— Begin Information given —

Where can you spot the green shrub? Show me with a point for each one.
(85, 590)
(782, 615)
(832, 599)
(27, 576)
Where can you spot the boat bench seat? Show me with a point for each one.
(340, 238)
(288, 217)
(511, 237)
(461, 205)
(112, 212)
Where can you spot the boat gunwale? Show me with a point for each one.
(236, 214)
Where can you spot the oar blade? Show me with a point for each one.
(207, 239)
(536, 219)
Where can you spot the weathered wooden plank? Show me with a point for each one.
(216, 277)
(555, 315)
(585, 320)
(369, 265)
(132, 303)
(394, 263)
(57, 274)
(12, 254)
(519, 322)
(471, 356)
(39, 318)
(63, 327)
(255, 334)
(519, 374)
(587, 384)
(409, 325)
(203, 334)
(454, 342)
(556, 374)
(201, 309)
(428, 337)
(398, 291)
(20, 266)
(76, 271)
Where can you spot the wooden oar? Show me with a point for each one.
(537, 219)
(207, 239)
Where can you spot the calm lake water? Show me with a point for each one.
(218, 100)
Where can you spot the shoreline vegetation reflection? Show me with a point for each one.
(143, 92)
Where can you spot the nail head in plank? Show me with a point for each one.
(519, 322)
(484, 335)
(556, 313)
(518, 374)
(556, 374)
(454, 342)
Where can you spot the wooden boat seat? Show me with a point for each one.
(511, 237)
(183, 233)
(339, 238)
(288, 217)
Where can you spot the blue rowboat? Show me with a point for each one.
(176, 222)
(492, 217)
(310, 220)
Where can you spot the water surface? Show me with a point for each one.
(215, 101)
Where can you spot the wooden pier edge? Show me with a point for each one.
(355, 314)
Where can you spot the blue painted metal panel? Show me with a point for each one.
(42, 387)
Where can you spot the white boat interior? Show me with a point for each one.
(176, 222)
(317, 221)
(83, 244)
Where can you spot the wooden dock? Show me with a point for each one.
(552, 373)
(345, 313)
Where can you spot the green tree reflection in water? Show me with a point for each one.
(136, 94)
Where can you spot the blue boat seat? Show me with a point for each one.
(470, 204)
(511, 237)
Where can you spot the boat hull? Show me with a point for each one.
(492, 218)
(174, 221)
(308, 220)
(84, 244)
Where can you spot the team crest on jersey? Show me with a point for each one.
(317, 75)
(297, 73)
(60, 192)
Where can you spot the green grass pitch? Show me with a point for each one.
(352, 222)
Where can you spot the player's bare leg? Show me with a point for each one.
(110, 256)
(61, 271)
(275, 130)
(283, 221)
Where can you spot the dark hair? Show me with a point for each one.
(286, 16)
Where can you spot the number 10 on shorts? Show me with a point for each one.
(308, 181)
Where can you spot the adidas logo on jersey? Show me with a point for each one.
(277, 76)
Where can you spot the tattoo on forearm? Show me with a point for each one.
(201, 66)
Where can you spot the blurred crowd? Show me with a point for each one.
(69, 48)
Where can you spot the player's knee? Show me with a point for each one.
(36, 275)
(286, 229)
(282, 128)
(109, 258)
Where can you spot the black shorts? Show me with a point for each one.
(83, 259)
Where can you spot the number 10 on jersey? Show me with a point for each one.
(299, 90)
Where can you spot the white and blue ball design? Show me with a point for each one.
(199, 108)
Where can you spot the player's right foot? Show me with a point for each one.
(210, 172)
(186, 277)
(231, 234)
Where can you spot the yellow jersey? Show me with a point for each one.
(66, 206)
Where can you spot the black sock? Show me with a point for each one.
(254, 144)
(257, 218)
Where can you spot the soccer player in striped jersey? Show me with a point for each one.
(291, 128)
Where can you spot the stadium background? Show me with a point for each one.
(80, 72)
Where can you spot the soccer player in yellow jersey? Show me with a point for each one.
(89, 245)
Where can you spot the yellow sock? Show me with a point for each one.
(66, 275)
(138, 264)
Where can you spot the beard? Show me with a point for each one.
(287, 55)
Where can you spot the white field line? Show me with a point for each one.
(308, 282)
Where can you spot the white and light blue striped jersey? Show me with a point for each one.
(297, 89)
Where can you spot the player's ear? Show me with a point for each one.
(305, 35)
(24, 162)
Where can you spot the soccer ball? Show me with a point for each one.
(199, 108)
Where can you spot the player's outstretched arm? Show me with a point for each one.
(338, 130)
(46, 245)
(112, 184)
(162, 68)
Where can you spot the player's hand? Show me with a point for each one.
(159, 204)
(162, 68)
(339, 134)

— End Information given —

(Goal)
Write out the records shown above, exactly as they appear.

(Response below)
Where can you spot the green shrub? Show me with a point for each one.
(85, 590)
(782, 615)
(832, 599)
(27, 576)
Where can you spot the boat bench seat? Show me with a point for each one.
(340, 238)
(288, 217)
(511, 237)
(461, 205)
(112, 212)
Where can you spot the boat gunwale? Show me with a point for each one.
(236, 214)
Where can you spot the oar blade? Show me with a point for each one.
(207, 239)
(536, 219)
Where can you spot the weathered wooden plank? Show me with a point for each one.
(216, 277)
(555, 315)
(585, 320)
(369, 265)
(132, 303)
(394, 263)
(57, 274)
(12, 254)
(519, 322)
(471, 356)
(39, 318)
(63, 327)
(255, 334)
(519, 374)
(587, 384)
(409, 325)
(203, 334)
(454, 342)
(556, 374)
(201, 309)
(428, 337)
(398, 291)
(20, 266)
(76, 271)
Where can you spot the wooden oar? Show me with a point for each one.
(537, 219)
(207, 239)
Where can you spot the calm lake water? Show me with a point for each one.
(218, 100)
Where can you spot the shoreline vegetation reflection? Show me with a point for each one.
(143, 92)
Where can you spot the nail head in plank? Show me with a point for each one.
(519, 322)
(484, 335)
(556, 313)
(518, 374)
(556, 374)
(454, 342)
Where can you spot the wooden boat seat? Show me with a point for each one.
(511, 237)
(183, 233)
(339, 238)
(288, 217)
Where can you spot the blue rowboat? Show me with a point for each one.
(176, 222)
(492, 217)
(310, 220)
Where can you spot the water surface? Show me with a point for each one.
(215, 101)
Where can you spot the wooden pier edge? Show me with a point for each one.
(355, 314)
Where can you spot the blue painted metal panel? Show me with a point for each one.
(42, 387)
Where can you spot the white boat interior? Show me with a point for each one.
(176, 222)
(317, 221)
(83, 244)
Where can you spot the wooden dock? Show me with a point for each one.
(552, 373)
(345, 313)
Where can you spot the green tree reflection in water? Show me with a point for each one.
(136, 94)
Where can you spot the blue boat seat? Show me with a point for each one.
(470, 204)
(511, 237)
Where can you spot the boat hull? Show me with a point for each one.
(492, 218)
(174, 221)
(308, 220)
(84, 244)
Where can you spot the team crest on jersey? Show me with a point for each one.
(317, 75)
(297, 73)
(60, 192)
Where can you spot the green grass pitch? Show me with a point for each one.
(352, 222)
Where can you spot the player's bare leg? Show me with a point for each one.
(110, 256)
(61, 271)
(275, 130)
(283, 221)
Where can you spot the dark hair? Show me with a point for each one.
(286, 16)
Where can you spot the number 10 on shorts? Show me with a point for each one.
(308, 181)
Where can you spot the adidas logo on jersey? Show me with a point for each one.
(277, 76)
Where can you spot the tattoo on forearm? Show me with a point for each one.
(201, 66)
Where can you spot the blurred crowd? Show me with a point for each one.
(69, 48)
Where can you spot the player's knee? Show me with a point for each one.
(36, 275)
(286, 229)
(282, 128)
(109, 258)
Where can you spot the black shorts? Show me with a point for each one.
(83, 259)
Where can you spot the number 10 on jersey? Show me with a point for each one.
(299, 90)
Where can you spot the white and blue ball design? Show me with a point for each one.
(199, 108)
Where can you spot the player's right foot? Show me with a point for each one.
(210, 172)
(186, 277)
(231, 234)
Where can you spot the yellow jersey? Show me with a point for each one.
(66, 206)
Where can you spot the black sock? Show me with a point for each one.
(254, 144)
(257, 218)
Where can you spot the soccer player in striped jersey? Show me with a point for each one.
(291, 128)
Where can you spot the stadium background? Show me with a point for each one.
(80, 72)
Where can you spot the soccer player in yellow jersey? Show me with a point for each one.
(89, 245)
Where can you spot the yellow sock? Show me with a point for each one.
(66, 275)
(138, 264)
Where can you spot the beard? Show me with a point for each one.
(287, 55)
Where can you spot the white field line? Show me with a point for each one.
(308, 282)
Where can you spot the white and light blue striped jersey? Show me with a point for each one.
(297, 89)
Where can you spot the player's ear? Show me with a point for each one.
(305, 35)
(24, 162)
Where can you spot the soccer ball? Show me with a point for each one.
(199, 108)
Where can you spot the player's outstretched arm? Show me with a point for each one.
(338, 130)
(46, 245)
(112, 184)
(162, 68)
Where can you spot the player's hand? Show me with a point for each one.
(159, 204)
(162, 68)
(339, 134)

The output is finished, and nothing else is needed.